start

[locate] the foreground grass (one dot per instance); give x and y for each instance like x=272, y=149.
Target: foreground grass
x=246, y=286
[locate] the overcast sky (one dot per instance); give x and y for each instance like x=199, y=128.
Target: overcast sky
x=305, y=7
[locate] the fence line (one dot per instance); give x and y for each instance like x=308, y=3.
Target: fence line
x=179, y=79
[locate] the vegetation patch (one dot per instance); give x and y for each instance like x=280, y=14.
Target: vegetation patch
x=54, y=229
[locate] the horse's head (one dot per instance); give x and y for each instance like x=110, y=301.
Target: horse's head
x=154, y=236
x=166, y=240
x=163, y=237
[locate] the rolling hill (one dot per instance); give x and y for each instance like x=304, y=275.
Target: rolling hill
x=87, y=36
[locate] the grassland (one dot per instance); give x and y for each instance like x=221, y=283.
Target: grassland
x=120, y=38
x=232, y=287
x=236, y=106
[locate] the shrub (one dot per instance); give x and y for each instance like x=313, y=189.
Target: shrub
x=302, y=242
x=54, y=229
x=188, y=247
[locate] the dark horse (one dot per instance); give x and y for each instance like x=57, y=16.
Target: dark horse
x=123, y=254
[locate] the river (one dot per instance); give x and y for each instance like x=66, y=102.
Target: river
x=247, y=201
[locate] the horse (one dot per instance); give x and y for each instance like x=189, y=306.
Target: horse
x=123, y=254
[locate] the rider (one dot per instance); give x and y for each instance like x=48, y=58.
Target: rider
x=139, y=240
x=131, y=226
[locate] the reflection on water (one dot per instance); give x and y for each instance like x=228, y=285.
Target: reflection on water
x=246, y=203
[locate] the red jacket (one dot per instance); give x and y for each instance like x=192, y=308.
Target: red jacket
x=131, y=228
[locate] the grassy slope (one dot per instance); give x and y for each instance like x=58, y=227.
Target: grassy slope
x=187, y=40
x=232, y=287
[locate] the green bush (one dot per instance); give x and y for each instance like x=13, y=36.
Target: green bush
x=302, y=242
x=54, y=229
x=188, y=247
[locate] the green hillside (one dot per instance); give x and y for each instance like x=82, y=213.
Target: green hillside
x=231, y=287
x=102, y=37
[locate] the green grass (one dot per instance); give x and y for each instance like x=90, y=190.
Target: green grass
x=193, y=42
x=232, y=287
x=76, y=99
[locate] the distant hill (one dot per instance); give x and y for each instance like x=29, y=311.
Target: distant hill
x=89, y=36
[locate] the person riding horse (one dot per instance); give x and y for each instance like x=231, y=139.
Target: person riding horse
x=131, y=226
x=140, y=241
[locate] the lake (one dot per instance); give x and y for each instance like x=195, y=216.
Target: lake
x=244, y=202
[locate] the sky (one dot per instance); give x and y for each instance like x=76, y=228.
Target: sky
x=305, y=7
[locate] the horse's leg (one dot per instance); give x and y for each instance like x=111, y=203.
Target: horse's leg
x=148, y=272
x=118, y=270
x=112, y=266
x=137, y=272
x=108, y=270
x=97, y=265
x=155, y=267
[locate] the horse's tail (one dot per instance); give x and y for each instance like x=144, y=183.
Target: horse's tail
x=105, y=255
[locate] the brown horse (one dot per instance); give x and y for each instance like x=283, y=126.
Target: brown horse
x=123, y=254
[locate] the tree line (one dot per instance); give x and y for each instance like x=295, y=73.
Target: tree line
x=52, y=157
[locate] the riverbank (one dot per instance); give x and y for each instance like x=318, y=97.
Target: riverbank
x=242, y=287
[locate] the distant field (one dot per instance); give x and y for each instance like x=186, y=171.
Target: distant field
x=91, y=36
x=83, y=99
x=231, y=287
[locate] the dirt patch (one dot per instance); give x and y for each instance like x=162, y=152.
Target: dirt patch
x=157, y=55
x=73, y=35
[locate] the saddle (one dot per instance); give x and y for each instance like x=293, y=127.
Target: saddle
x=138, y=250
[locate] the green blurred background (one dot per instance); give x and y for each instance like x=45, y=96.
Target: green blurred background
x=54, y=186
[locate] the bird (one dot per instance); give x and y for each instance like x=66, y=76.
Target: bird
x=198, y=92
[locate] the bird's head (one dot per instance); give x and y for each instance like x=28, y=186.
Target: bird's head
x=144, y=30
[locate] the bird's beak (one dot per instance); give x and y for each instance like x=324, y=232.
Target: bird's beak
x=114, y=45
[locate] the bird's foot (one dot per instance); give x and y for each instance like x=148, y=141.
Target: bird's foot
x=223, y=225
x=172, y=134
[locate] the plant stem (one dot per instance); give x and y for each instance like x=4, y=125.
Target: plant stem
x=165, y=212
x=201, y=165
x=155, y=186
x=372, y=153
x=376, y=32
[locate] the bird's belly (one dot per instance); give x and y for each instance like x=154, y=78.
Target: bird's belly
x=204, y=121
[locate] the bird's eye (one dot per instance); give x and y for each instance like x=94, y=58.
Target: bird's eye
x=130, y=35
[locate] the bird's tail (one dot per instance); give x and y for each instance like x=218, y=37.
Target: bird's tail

end
start

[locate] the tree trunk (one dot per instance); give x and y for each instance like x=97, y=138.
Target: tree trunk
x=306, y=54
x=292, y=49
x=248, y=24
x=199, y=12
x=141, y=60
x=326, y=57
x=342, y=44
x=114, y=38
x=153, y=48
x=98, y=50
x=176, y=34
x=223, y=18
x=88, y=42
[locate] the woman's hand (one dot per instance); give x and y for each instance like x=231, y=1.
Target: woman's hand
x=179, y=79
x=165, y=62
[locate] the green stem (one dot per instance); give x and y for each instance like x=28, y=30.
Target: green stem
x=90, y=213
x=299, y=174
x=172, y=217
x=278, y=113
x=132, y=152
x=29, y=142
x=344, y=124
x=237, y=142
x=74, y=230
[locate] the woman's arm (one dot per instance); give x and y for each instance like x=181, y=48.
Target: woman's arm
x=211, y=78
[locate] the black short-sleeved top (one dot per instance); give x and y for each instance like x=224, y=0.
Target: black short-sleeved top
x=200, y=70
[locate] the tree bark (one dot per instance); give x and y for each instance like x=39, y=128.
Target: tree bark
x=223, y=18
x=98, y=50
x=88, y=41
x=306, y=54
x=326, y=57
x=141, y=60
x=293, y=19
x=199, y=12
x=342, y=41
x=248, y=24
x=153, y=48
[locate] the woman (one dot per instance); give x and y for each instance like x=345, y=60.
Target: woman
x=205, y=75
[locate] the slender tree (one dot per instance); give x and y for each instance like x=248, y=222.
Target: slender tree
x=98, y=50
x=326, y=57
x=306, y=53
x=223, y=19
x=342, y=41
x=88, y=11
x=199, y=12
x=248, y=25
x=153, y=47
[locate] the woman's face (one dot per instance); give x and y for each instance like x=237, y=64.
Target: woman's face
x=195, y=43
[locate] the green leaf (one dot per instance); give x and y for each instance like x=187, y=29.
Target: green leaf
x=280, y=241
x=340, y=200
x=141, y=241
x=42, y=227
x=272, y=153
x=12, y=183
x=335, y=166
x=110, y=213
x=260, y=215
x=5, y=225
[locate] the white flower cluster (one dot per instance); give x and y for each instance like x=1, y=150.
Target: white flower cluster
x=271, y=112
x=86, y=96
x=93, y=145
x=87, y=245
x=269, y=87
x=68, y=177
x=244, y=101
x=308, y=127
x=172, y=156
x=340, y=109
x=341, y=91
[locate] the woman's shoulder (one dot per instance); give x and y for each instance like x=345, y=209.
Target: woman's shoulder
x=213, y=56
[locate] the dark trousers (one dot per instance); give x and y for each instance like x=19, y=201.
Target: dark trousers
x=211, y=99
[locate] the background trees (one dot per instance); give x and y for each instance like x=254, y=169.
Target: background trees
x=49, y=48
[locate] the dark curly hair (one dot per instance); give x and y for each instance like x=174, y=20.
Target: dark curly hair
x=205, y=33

end

**Aim:**
Please repeat, word for word, the lines of the records above that begin at the line that has "[locate] the bird's tail" and stop after the line that has "Target: bird's tail".

**Task response:**
[locate] the bird's tail (one dot per instance); give x and y for each instance like x=218, y=37.
Target: bird's tail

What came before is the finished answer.